» Task statement
Each record is to be printed again precisely as it reads.

» Source records
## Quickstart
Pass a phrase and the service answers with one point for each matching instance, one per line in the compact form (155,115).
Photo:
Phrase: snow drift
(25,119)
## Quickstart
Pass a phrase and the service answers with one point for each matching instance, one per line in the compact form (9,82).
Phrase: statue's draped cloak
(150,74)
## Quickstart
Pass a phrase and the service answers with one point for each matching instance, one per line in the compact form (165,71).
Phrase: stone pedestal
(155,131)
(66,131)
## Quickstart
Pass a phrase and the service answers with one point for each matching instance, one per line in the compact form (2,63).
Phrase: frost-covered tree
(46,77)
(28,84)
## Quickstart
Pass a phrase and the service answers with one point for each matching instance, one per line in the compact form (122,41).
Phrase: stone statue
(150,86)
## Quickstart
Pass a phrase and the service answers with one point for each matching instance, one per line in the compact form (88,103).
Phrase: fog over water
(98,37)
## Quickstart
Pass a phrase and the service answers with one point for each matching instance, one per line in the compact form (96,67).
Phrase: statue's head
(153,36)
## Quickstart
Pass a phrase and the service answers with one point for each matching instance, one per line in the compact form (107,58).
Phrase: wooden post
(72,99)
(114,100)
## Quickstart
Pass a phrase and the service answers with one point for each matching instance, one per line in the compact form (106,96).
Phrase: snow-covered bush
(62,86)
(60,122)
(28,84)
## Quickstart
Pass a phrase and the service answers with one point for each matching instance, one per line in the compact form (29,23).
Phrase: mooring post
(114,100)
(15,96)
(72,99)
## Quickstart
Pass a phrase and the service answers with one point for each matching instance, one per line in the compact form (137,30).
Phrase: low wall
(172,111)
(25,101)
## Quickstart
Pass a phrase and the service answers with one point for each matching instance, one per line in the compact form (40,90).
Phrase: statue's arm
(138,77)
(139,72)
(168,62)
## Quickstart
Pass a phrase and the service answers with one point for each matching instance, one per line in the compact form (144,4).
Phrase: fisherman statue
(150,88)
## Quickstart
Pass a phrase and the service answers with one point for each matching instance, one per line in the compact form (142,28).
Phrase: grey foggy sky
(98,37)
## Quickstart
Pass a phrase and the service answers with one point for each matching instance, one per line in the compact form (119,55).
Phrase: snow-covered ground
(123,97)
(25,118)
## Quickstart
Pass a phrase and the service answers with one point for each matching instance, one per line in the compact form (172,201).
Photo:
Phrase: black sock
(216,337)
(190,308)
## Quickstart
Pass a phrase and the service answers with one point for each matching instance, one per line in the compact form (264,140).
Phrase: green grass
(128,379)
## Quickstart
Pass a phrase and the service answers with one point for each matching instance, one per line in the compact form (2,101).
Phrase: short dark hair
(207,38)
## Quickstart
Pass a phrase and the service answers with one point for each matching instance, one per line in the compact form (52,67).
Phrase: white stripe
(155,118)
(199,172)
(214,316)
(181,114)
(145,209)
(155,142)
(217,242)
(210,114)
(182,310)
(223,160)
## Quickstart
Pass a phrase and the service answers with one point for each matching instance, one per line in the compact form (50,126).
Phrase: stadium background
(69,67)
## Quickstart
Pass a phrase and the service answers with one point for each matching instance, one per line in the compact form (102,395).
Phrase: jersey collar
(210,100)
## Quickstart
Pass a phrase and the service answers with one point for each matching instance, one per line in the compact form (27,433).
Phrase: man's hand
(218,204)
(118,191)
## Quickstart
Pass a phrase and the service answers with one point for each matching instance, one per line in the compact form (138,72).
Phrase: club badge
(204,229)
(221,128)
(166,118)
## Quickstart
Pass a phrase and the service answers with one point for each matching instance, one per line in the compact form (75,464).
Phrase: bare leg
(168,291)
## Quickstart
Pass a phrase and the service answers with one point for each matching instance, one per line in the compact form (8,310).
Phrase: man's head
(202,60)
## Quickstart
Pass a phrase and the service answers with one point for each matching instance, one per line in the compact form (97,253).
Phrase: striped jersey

» Answer to the exercise
## Quickstart
Pass a phrase and the service answers with one point for each matching instance, one per line in the compact form (155,115).
Photo:
Phrase: snow drift
(25,119)
## Quickstart
Pass a phrase and the service answers with one point for each matching instance, one per line in the compact form (9,82).
Phrase: statue's draped cloak
(150,74)
## Quickstart
Pass a phrase and the service answers with one point for each matching instance, one per line in the compact form (165,71).
Phrase: stone pedestal
(155,131)
(66,131)
## Quickstart
Pass a phrase and the service answers with one point for each matching instance, one per line in the compact form (2,63).
Phrase: frost-covered tree
(46,77)
(28,84)
## Quickstart
Pass a phrase and the service answers with one point for each matching instance, one per line in the compact form (122,41).
Phrase: stone statue
(150,86)
## Quickstart
Pass a phrase and the service answers with one point for each matching instance, one per line in the compact form (88,103).
Phrase: fog over water
(98,37)
## Quickstart
Pass a phrase and the service answers with one point for each matching instance, one per line in the compact form (96,67).
Phrase: statue's head
(153,36)
## Quickstart
Pass a phrase and the service answers with one point for each matching instance, one per line in the compact form (107,58).
Phrase: wooden post
(72,99)
(114,100)
## Quickstart
Pass a phrase and the service answers with one point for each matching instance, one per line in the compact form (106,96).
Phrase: snow-covered bush
(62,86)
(60,122)
(28,84)
## Quickstart
Pass a phrase and the service answers with one point for each matching instance, one per line in the compact form (29,23).
Phrase: mooring post
(114,100)
(15,96)
(72,99)
## Quickstart
Pass a phrase and the service answers with one point for each matching instance, one per line in the compact form (137,30).
Phrase: low wall
(172,111)
(25,101)
## Quickstart
Pass a phrase and the service answers with one point for each matching instance, one per line in the compact form (40,90).
Phrase: statue's arm
(138,77)
(139,72)
(168,62)
## Quickstart
Pass a phrase and the service answers with one point for each matching instance, one per line in the compact form (144,4).
Phrase: fisherman statue
(150,88)
## Quickstart
Pass a phrase and the service answers with one point for each matching instance, one per line in the compact form (142,28).
Phrase: grey foggy sky
(98,37)
## Quickstart
Pass a phrase and the service answers with one point for each matching instance, one per line in the compact form (119,55).
Phrase: snow-covered ground
(123,97)
(25,118)
## Quickstart
Pass a phrase and the service answers with one point for each matching instance, one per line in the compact form (172,201).
Photo:
Phrase: black sock
(216,337)
(190,308)
## Quickstart
Pass a phrase and the service answers with one point for each matching instance, one per line in the compact form (264,140).
Phrase: green grass
(128,379)
## Quickstart
Pass a phrase and the service answers with one point for each matching instance, one per line in the compact form (2,101).
Phrase: short dark hair
(207,38)
## Quickstart
Pass a phrase and the service answers with one point for each matching instance, one per line in the compact form (52,67).
Phrase: white stripe
(155,118)
(199,172)
(214,316)
(181,114)
(145,209)
(155,142)
(217,242)
(210,114)
(182,310)
(223,160)
## Quickstart
Pass a phrase and the service answers with one point for each matching instance, one per line in the compact form (50,126).
Phrase: stadium background
(69,67)
## Quickstart
Pass a phrase and the service answers with one point for each matching instance, one per line in the compact form (102,395).
Phrase: jersey collar
(210,100)
## Quickstart
Pass a phrase and the service answers with one point for each matching instance, one per line in the compact form (27,433).
Phrase: man's hand
(218,204)
(118,191)
## Quickstart
Pass a phrase and the service answers with one point for each matching instance, one per line in the compact form (138,72).
Phrase: club badge
(204,229)
(221,128)
(166,118)
## Quickstart
Pass a phrase and the service answers with one point for each matching instance, one per line in the compact form (75,464).
Phrase: bare leg
(168,291)
## Quickstart
Pass a phrase and the service answers with one point for each matching instance, one per line in the compact form (8,310).
Phrase: man's head
(202,60)
## Quickstart
Pass a phrase and the service answers with one point for each matching instance, one per line in the compact form (97,253).
Phrase: striped jersey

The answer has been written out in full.